[Saved data entries]
──────────

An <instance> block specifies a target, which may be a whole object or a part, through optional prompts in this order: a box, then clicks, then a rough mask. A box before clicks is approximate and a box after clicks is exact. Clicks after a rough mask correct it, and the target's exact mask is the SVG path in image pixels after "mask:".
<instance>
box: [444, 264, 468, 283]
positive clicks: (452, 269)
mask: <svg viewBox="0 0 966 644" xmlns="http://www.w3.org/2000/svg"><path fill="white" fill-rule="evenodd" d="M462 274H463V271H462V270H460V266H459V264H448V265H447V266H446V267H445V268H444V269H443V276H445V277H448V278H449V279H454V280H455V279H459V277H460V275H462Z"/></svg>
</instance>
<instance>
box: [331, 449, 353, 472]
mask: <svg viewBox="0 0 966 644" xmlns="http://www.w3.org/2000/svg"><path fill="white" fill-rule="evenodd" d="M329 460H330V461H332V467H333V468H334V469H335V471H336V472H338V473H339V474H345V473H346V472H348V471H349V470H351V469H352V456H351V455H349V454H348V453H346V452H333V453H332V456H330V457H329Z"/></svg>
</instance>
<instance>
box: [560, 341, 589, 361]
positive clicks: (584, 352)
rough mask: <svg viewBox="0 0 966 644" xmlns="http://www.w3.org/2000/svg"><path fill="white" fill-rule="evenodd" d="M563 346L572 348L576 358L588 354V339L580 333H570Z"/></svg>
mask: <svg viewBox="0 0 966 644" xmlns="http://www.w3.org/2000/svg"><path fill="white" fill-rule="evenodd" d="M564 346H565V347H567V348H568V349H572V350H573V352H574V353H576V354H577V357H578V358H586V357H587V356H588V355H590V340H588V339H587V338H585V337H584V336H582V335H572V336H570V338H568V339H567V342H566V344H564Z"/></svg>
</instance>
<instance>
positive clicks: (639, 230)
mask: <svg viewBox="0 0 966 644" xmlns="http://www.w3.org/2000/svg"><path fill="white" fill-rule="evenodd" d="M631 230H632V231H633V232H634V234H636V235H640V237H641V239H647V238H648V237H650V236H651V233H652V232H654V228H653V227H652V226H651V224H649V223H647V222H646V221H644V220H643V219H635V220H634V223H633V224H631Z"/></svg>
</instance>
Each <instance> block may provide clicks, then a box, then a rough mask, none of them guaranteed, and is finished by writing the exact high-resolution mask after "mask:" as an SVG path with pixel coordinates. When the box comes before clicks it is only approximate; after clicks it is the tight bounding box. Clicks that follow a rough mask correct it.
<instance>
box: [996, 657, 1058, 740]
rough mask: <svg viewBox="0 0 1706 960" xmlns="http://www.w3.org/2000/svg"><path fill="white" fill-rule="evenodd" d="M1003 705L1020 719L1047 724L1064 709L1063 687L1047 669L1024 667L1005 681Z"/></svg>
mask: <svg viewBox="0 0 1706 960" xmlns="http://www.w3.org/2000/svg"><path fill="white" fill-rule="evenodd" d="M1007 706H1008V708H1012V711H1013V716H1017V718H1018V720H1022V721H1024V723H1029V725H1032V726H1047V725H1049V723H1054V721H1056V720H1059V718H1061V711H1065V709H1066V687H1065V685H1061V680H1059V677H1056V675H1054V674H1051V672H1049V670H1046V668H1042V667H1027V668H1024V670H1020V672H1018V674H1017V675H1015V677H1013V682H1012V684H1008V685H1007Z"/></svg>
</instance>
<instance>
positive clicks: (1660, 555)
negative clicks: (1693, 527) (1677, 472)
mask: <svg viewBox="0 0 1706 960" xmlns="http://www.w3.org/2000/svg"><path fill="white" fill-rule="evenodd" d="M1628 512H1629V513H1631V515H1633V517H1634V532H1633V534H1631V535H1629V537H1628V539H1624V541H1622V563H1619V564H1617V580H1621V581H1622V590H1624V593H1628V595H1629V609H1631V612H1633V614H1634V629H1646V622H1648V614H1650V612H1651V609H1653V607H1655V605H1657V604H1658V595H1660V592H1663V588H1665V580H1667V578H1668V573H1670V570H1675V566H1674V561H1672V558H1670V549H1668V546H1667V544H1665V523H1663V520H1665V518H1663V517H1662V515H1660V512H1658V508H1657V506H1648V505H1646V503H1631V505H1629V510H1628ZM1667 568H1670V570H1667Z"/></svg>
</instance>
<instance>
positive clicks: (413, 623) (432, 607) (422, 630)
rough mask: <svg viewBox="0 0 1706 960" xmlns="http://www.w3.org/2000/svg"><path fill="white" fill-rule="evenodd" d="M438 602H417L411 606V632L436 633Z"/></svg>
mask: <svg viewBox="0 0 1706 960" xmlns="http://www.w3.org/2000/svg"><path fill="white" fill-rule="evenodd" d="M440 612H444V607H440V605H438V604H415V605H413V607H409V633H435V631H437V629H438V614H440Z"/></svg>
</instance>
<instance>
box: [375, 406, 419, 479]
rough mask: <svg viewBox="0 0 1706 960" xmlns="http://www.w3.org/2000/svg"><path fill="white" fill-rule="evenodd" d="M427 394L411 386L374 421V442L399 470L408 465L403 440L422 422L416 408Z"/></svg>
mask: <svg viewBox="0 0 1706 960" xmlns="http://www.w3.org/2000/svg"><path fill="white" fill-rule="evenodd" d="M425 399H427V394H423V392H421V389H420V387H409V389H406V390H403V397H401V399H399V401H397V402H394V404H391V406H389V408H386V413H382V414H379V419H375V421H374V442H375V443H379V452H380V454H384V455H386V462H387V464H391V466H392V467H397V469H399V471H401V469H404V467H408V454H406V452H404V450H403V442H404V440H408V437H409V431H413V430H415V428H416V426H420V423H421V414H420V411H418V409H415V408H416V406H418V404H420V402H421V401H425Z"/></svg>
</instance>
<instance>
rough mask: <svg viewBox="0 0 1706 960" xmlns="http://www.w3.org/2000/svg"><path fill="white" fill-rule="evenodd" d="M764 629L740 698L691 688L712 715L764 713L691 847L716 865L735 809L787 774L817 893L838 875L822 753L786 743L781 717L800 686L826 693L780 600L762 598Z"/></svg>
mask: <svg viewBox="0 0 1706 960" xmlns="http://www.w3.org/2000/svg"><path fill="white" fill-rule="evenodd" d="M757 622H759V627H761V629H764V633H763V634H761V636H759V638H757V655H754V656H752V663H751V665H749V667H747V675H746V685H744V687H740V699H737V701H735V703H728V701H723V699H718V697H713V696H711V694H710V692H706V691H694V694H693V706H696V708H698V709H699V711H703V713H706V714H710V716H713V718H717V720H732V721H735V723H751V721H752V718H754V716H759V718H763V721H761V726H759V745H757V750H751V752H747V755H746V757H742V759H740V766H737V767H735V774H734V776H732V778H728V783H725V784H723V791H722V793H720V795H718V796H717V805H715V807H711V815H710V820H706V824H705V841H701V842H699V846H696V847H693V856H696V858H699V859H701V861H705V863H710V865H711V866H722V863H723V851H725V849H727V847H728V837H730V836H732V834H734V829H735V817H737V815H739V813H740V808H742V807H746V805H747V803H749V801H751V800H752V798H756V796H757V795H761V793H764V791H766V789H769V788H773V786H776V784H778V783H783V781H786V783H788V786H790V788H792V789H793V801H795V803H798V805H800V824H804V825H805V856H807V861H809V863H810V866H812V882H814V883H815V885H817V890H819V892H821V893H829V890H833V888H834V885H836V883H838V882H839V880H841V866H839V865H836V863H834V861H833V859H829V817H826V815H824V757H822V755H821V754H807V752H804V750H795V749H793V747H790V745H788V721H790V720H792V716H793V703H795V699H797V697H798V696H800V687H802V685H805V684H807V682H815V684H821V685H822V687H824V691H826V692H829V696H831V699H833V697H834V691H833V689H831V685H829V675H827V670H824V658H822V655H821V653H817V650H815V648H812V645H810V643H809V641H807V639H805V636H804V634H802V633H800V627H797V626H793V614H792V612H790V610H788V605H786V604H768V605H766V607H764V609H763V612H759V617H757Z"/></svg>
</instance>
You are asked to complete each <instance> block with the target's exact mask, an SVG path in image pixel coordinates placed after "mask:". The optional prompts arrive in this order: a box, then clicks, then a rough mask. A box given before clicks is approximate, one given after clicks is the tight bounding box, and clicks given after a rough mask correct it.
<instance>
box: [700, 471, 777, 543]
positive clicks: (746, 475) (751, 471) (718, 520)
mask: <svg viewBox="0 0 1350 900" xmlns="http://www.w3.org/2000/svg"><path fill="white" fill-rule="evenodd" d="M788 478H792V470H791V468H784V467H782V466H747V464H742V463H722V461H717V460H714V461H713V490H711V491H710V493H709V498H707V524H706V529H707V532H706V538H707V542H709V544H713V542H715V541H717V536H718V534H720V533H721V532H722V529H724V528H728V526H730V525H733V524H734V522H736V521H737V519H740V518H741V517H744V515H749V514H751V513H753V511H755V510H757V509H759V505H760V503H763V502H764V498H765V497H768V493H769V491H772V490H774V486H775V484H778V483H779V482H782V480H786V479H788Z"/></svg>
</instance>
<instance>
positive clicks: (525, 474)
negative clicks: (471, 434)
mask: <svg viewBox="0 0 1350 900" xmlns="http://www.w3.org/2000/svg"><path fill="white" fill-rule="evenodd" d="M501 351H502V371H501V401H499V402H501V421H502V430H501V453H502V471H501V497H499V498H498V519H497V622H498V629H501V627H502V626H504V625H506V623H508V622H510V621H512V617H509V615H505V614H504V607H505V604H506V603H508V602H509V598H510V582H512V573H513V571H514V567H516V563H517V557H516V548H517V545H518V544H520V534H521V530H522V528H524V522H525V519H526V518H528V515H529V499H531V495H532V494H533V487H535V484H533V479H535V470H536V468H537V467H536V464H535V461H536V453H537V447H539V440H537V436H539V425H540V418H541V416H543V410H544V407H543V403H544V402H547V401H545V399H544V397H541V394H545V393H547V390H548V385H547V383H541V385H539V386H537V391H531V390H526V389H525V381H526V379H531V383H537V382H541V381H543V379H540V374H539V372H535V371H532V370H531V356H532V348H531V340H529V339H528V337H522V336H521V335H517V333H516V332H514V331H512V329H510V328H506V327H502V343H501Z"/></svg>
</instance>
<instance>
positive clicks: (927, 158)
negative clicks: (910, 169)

──────────

▸ Exercise objective:
Present the records as a Markdown table with the columns "No." and "Line", starting at the beginning of the records and going through the line that contains "positive clicks: (452, 269)", both ends included. Number each row and leave out any blank lines.

▸ Answer to this exercise:
| No. | Line |
|---|---|
| 1 | An <instance> block specifies a target, which may be a whole object or a part, through optional prompts in this order: a box, then clicks, then a rough mask. A box before clicks is approximate and a box after clicks is exact. Clicks after a rough mask correct it, and the target's exact mask is the SVG path in image pixels after "mask:". |
| 2 | <instance> |
| 3 | box: [444, 264, 468, 283] |
| 4 | positive clicks: (452, 269) |